§ Problem to work on
Extract each line of the records below that contains the word "roof". Matching is case-sensitive.

+++++

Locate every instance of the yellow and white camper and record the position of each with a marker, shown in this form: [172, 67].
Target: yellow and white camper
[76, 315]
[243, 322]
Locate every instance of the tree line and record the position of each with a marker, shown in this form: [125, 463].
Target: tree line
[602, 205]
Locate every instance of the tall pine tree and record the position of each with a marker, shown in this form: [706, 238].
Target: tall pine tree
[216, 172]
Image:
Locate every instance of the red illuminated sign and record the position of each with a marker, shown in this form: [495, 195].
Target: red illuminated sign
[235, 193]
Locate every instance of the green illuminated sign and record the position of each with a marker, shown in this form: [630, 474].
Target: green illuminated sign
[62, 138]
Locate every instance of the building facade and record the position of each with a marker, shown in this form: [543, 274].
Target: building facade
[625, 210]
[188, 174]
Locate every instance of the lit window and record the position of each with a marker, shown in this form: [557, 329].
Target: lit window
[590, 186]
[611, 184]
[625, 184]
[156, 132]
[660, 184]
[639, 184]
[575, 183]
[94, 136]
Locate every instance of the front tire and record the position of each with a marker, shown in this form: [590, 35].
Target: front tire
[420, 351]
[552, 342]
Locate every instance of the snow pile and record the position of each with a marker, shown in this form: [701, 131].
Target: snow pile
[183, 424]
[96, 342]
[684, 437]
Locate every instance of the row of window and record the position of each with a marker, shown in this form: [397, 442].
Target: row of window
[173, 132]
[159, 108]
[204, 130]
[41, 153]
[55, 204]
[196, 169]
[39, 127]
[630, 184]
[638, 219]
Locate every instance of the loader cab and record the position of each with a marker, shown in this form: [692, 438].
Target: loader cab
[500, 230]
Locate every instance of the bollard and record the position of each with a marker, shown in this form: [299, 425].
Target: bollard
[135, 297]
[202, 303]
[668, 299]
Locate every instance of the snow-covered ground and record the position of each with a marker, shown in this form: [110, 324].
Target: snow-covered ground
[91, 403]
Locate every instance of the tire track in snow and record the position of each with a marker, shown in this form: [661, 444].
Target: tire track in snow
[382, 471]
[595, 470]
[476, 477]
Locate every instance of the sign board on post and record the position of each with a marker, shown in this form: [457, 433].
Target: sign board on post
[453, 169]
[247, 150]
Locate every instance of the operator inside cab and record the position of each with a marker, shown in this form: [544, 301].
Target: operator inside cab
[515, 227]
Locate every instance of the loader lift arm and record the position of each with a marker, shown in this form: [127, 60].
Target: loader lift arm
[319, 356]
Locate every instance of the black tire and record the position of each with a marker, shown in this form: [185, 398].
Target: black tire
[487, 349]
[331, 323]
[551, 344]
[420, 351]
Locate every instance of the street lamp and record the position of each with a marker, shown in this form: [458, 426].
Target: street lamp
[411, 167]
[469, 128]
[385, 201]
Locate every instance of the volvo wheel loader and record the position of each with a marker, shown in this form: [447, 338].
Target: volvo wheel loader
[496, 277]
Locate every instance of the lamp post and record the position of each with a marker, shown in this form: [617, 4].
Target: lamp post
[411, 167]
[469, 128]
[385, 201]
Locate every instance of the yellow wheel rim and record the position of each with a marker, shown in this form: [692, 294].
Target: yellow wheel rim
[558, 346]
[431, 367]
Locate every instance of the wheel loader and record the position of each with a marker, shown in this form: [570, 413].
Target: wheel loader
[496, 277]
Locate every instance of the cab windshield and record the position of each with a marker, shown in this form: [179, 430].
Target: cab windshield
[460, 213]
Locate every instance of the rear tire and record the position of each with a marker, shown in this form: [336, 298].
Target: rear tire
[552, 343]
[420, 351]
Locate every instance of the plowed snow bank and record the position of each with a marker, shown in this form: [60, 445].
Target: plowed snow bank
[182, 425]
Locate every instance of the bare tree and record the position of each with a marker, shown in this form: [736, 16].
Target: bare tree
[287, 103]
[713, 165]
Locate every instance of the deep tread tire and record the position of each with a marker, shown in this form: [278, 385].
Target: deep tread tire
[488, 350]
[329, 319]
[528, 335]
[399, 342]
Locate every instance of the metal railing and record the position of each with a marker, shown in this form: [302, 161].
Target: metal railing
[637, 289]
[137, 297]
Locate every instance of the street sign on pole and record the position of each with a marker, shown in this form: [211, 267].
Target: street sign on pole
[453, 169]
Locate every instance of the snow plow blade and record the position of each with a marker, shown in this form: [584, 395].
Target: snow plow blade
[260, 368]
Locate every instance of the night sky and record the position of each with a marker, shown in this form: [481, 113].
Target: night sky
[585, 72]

+++++

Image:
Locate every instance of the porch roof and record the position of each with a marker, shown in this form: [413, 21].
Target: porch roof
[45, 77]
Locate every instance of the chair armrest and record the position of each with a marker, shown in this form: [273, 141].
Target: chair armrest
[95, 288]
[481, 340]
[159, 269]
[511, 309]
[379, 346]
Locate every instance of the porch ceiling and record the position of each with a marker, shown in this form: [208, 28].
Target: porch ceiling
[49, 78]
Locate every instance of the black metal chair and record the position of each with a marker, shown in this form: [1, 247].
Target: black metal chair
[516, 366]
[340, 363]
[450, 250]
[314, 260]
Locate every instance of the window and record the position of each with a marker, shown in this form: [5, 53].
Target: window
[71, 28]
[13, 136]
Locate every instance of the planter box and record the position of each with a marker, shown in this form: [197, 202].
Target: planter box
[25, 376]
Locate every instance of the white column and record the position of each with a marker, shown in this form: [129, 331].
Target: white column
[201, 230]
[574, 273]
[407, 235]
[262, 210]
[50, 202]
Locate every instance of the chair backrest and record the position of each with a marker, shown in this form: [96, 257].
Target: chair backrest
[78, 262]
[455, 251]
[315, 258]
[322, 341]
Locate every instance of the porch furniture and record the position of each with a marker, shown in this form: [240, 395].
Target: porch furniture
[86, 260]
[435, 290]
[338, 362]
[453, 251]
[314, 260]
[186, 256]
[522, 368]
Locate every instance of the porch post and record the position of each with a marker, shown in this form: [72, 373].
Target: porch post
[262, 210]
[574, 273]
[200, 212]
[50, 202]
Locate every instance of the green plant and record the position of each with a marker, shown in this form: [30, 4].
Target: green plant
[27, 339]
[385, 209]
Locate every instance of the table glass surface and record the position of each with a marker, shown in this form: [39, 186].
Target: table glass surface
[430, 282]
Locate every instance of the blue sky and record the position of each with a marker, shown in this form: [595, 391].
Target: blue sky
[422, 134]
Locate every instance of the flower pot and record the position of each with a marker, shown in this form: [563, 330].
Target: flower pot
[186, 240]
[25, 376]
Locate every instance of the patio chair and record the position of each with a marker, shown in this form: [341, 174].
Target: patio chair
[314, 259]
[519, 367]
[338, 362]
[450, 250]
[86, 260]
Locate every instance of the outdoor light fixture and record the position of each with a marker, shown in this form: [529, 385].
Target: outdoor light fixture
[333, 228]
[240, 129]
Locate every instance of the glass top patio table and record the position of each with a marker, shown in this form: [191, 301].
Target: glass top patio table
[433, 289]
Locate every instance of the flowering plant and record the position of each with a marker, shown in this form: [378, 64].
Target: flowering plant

+++++

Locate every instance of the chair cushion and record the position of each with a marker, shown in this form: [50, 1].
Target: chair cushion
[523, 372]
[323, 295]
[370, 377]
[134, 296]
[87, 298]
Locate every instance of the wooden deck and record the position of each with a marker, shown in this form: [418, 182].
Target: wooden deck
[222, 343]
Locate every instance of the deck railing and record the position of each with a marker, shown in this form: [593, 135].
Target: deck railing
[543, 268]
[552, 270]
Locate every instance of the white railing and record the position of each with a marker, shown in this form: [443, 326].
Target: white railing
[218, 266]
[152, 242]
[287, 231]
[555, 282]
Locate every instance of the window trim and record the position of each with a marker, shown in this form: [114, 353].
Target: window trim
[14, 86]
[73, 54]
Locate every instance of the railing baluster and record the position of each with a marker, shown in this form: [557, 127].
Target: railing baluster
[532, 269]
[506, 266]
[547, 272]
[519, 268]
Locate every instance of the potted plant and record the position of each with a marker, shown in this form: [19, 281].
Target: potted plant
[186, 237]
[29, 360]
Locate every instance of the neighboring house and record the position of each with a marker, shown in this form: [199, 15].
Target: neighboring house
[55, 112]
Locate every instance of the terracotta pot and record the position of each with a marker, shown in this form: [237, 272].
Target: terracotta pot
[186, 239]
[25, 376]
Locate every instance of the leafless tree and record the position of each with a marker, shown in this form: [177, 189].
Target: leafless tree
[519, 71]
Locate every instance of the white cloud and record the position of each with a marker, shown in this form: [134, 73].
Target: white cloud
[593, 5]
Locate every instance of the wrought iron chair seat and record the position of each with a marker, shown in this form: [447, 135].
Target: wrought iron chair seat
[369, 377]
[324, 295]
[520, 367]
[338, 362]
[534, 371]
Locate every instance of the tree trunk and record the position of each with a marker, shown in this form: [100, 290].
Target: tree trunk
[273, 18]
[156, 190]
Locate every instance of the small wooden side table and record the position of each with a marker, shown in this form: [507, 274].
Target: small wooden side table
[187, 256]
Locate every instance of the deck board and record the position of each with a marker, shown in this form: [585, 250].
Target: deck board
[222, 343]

+++++

§ Exercise response
Locate every instance of the porch roof and record the position of each with a marker, shown in this form: [413, 21].
Target: porch roof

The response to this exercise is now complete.